» COMPLETE THE FOLLOWING:
**a)** In the passage on the desktop GUI and notebook examples, reproduce the portion starting at "Jupyter Notebook Examples" and ending at "models (T5, Pegasus)", substituting "BART" for "Pegasus".
**b)** How many lines of the entries contain the string "each", with case counting? Reply with the number only.

Desktop GUI for advanced users:

.. code-block:: bash

   python scripts/apps/pyqt.py

Features:
* **Native Performance**: Full desktop application experience
* **Advanced Controls**: Fine-grained parameter adjustment
* **Batch Processing**: Process multiple videos efficiently
* **Custom Visualizations**: Advanced plotting and analysis tools
* **Model Management**: Easy model switching and comparison

Jupyter Notebook Examples
-------------------------

Interactive examples in the `examples/` directory:

1. **Basic Video Scene Graph Generation** (`01_basic_video_scene_graph_generation.ipynb`)
   - Complete pipeline from video to scene graph
   - Error handling and troubleshooting
   - Configurable parameters and results analysis

2. **Scene Graph to Text Summarization** (`02_scene_graph_to_text_summarization.ipynb`)
   - Convert scene graphs to natural language
   - Multiple summarization models (T5, Pegasus)
   - Advanced prompting strategies

3. **End-to-End Video to Summary Pipeline** (`03_end_to_end_video_to_summary.ipynb`)

» SUPPLIED DATA:
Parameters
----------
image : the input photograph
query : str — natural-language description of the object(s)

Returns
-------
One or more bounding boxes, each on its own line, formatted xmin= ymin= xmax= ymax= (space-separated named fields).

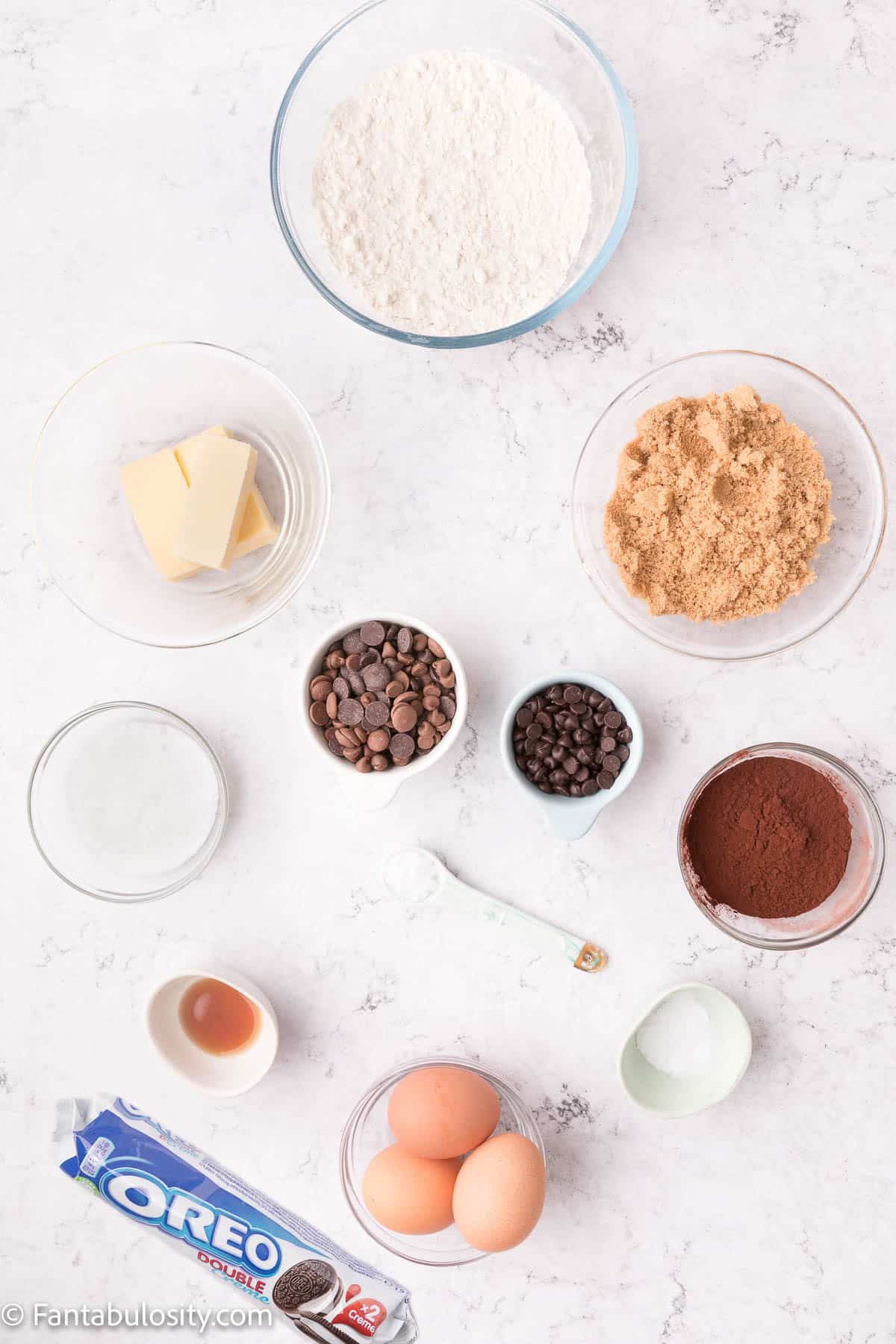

» TASK-BY-TASK SOLUTIONS:
**a)**
Jupyter Notebook Examples
-------------------------

Interactive examples in the `examples/` directory:

1. **Basic Video Scene Graph Generation** (`01_basic_video_scene_graph_generation.ipynb`)
   - Complete pipeline from video to scene graph
   - Error handling and troubleshooting
   - Configurable parameters and results analysis

2. **Scene Graph to Text Summarization** (`02_scene_graph_to_text_summarization.ipynb`)
   - Convert scene graphs to natural language
   - Multiple summarization models (T5, BART)

**b)** 1